Select every line of the data below that contains the word "silhouetted" and copy those lines.

Task data >>
****************

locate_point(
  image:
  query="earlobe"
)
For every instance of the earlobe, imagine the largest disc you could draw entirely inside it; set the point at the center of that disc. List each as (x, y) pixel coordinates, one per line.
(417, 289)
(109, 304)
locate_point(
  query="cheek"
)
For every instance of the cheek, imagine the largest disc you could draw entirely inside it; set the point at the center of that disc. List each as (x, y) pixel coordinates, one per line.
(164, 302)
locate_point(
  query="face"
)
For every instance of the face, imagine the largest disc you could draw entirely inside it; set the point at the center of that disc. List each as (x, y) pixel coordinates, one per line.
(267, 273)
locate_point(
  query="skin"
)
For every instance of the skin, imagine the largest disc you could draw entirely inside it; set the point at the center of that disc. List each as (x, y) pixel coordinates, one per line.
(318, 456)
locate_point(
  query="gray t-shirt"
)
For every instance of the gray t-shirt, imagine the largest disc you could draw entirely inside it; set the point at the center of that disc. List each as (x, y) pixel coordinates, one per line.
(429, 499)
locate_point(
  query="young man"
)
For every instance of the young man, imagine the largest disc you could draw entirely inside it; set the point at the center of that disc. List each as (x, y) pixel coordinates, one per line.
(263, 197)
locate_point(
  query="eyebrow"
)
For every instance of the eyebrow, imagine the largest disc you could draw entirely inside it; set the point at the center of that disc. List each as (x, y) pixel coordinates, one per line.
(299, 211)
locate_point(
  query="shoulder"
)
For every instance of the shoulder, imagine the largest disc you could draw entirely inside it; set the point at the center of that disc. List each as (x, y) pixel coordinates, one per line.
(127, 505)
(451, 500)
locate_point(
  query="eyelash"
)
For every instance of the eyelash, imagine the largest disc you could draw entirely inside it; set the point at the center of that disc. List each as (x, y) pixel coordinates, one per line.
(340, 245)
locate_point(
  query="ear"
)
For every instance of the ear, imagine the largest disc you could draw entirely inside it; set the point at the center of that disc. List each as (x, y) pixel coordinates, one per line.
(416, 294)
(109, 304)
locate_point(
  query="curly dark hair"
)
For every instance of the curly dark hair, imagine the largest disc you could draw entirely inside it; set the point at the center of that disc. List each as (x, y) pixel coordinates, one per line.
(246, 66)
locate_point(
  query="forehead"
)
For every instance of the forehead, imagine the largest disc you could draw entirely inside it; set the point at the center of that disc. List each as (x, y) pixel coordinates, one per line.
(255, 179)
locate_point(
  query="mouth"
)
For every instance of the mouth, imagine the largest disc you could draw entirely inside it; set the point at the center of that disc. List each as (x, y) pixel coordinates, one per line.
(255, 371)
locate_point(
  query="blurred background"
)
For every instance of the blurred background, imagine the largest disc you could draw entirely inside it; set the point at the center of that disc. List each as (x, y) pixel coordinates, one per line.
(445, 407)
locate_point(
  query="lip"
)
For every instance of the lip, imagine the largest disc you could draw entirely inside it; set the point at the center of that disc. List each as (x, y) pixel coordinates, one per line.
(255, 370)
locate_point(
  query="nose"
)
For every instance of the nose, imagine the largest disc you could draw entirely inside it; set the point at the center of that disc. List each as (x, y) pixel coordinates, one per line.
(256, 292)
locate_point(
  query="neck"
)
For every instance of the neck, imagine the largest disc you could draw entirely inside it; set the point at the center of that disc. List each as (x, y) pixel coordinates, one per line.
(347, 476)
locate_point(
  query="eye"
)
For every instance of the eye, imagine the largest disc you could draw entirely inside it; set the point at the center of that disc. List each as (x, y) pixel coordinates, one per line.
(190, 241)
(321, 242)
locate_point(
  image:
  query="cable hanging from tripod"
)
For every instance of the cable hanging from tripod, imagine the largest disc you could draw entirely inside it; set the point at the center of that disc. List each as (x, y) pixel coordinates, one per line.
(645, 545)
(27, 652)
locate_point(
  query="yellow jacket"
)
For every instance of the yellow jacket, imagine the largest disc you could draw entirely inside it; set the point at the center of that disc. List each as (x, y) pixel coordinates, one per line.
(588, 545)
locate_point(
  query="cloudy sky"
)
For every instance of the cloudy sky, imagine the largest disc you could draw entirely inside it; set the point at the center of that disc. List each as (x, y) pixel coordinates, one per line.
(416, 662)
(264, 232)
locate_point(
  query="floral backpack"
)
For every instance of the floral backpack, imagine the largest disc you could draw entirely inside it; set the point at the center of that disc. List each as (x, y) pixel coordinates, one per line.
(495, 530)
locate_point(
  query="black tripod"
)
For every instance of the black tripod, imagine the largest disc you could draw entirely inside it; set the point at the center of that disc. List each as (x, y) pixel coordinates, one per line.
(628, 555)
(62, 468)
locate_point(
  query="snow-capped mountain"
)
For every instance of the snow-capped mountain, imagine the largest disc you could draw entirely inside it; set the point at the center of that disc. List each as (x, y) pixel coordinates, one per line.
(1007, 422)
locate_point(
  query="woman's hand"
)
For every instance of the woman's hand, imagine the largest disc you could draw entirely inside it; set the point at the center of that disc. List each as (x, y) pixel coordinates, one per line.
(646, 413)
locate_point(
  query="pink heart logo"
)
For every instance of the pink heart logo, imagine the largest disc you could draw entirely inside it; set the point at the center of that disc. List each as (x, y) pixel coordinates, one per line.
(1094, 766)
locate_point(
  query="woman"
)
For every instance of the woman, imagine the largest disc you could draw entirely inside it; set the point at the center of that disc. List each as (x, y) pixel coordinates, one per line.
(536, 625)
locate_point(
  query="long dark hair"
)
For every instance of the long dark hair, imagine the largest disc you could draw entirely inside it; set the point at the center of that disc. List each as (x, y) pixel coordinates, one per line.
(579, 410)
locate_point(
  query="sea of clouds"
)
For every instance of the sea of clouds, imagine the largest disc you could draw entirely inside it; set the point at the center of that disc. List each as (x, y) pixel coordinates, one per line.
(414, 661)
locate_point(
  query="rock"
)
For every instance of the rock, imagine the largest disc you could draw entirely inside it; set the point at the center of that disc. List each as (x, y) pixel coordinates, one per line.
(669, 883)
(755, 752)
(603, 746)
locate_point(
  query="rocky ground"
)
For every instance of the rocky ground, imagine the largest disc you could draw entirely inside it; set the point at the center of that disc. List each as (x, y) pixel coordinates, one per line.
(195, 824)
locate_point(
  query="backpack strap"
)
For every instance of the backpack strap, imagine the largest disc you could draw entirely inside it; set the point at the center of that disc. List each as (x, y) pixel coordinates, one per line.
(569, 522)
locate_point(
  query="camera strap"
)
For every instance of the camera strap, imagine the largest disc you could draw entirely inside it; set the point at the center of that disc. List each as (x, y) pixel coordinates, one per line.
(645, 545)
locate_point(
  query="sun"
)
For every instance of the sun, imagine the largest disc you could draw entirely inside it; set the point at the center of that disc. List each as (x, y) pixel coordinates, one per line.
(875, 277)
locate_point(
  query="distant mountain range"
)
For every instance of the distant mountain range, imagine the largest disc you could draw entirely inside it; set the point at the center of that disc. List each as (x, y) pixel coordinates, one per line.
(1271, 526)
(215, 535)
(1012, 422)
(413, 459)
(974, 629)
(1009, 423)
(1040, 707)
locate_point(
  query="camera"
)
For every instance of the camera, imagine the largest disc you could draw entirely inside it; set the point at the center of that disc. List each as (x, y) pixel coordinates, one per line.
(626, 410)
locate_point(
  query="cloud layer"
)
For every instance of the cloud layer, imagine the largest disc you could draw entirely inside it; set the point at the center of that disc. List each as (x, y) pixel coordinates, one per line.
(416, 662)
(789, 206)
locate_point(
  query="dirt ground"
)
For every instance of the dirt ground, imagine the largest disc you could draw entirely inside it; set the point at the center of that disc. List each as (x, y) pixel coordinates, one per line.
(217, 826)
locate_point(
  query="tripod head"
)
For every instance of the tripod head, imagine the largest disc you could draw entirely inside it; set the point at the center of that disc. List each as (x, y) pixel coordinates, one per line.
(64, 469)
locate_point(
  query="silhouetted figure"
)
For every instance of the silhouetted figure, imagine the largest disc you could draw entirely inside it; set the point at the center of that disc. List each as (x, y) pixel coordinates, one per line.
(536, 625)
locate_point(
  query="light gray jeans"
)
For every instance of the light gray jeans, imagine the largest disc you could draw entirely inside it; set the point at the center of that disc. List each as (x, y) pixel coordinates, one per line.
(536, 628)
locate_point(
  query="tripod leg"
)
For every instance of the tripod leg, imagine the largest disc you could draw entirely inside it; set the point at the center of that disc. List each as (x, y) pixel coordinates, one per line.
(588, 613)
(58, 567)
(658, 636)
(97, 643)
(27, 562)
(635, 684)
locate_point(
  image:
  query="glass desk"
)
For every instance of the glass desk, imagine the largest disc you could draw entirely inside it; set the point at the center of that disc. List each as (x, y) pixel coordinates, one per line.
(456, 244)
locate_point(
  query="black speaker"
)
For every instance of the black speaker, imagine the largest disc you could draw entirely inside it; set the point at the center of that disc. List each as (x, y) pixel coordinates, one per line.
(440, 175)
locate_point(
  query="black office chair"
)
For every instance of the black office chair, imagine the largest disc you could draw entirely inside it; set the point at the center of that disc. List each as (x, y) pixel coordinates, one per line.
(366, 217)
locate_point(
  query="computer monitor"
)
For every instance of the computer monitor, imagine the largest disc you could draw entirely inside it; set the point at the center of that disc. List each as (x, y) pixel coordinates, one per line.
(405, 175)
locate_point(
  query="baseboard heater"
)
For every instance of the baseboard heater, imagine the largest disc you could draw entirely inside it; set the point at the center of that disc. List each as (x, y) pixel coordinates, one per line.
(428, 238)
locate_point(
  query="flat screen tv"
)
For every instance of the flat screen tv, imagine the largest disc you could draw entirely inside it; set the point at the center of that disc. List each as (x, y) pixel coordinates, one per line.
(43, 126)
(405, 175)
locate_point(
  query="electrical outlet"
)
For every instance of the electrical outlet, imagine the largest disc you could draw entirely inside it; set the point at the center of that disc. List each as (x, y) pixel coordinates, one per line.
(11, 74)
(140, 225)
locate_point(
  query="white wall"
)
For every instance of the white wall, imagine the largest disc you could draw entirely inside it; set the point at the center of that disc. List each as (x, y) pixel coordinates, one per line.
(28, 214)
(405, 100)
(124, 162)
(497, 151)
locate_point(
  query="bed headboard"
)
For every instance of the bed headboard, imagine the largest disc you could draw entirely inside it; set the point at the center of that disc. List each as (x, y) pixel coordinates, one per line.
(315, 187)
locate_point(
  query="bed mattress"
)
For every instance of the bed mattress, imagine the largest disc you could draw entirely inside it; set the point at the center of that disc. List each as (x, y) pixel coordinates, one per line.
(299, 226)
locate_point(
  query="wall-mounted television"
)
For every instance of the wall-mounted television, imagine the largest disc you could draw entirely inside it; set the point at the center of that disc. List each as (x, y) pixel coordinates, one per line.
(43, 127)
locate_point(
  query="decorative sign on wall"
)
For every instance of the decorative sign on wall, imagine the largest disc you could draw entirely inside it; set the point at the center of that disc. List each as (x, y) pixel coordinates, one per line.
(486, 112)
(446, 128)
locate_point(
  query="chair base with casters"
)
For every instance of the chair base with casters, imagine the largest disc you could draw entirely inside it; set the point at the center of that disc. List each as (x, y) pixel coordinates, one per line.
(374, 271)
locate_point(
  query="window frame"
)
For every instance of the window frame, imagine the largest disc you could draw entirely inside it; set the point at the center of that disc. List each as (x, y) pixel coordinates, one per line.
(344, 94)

****************

Written reply >>
  query="silhouetted figure"
For every instance of the silhouetted figure, imagine the largest disc you could draw entirely inside it; set the point at the center of that disc. List each as (x, y) pixel coordinates, one per line.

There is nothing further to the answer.